*Given task 1*
In the letter on Georgia below, list the peoples the writer names as the Georgians' fellow inmates in the Soviet Union.
*Given task 2*
Repeat word for word the part of the letter on Georgia below starting with "It is also wrong" and going on through "in the Gulag.".

*Text shown*
Thomas de Waal's article ("How
Gogol* Explains the Post-Soviet World," March/April 2012) is written with
exceptionally fine metaphors and literary references. The comparison of modern
Russia to that of Gogol's The Government
Inspector is indeed sadly apt. But the piece would have been truly
brilliant if it had only paid more attention to real-world details about my
country, Georgia.
De Waal describes the Soviet Union as a "monolith" that became 15 stories
instead of one only after it fragmented into 15 separate countries. But that is
a mistakenly Moscow-centered view. My country, like other captive nations
inside the Soviet empire, is a separate story and has been for close to three
millennia. True, we had intervals of foreign domination -- most recently when
the Bolsheviks invaded us in 1921. But we Georgians, like our fellow inmates
the Armenians, Azeris, Estonians, Latvians, Lithuanians, and others, chose
freedom at the first opportunity. One might describe the Soviet Union as a
dungeon of nations or, in the case of the unlucky ones, a graveyard. But it was
not a monolith.
That leads to the author's second mistake. In pursuit of his Dostoyevskian
analogy, he claims that all 15 republics ("save Russia") were "patricides" that
"killed their Russian father to gain their freedom." That sounds nice, but it
is not true. It was Boris Yeltsin of Russia, Leonid Kravchuk of Ukraine, and
Stanislav Shushkevich of Belarus who killed the Soviet Union by signing the
Belavezha Accords in December 1991. More broadly, the Soviet Union was killed
by its own incompetence and contradictions, not by Georgians or any of the other
"restive nationalities," as we were known so insultingly at the time.
De Waal then claims that Georgia's aristocracy, church, and communist leaders
had forged strong ties with Russia, making the separation uniquely hard. This
is, at best, only part of the story. In fact, other countries have, for
different reasons, found it far harder than we have to establish durable
statehood. Russia did make great efforts to keep us in its sphere (not least in
the 2008 war, which aimed, according to President Dmitry Medvedev, to block our
NATO membership). But that reflects Russia's wishes, not ours.
It is also wrong to state that Soviet or Russian history created a particularly
close attachment with Georgia. For every Georgian aristocrat who flourished in
tsarist times, 10 were repressed, including our entire royal family. The
Russians abolished the Georgian Apostolic Orthodox Church-one of the oldest
autocephalous churches in the world, which had survived Arab, Mongol, Ottoman,
and Persian domination. For every Georgian communist who served in the Soviet
hierarchy, tens of thousands perished in the Gulag.
The author also raises the hackneyed idea that Georgia has a "Stalin complex."
Yes, the notorious Joseph Jugashvili was born in the Georgian small town of
Gori. But he dedicated his adult life to the cause of Bolshevism, not Georgia.
His treatment of nationalities (including Georgians) was harsh: He was
determined to prove that he was a Great Russian (in several senses, including
the chauvinist one) who had overcome his provincial origins. Stalin is far more
popular today in Russia than in Georgia.
De Waal is entitled to disagree with Georgia's government policies, and I would
be the first to agree that we are open to criticism on matters of substance and
procedure. But he decries our internationally acclaimed reforms in defeating
corruption and organized crime, as well as in
creating a world-class climate of business-friendly regulation and
transparency, on the grounds that they were achieved without consensus and with
too much conviction.

*Recorded information*
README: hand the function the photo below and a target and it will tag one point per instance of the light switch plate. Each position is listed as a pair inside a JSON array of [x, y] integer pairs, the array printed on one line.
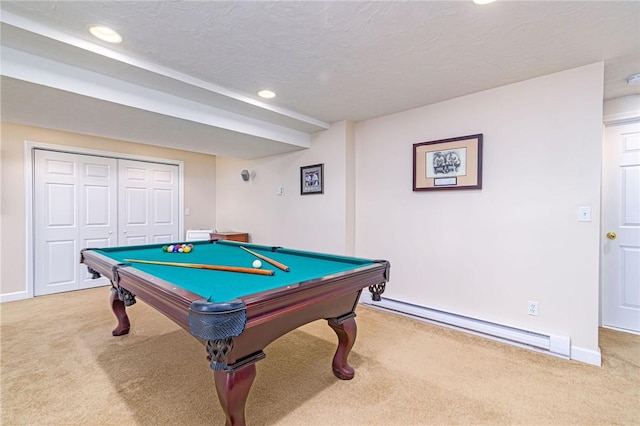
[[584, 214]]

==

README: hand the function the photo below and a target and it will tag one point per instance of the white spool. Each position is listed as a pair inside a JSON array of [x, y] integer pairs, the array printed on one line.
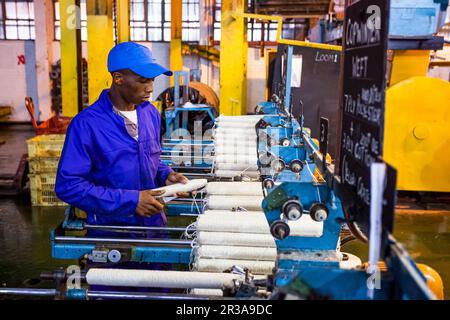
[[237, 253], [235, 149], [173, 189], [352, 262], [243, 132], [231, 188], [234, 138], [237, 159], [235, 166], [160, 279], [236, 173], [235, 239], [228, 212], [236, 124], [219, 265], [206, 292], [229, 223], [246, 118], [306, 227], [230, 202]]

*Output 1*
Armenians, Azeris, Estonians, Latvians, Lithuanians

*Output 2*
It is also wrong to state that Soviet or Russian history created a particularly
close attachment with Georgia. For every Georgian aristocrat who flourished in
tsarist times, 10 were repressed, including our entire royal family. The
Russians abolished the Georgian Apostolic Orthodox Church-one of the oldest
autocephalous churches in the world, which had survived Arab, Mongol, Ottoman,
and Persian domination. For every Georgian communist who served in the Soviet
hierarchy, tens of thousands perished in the Gulag.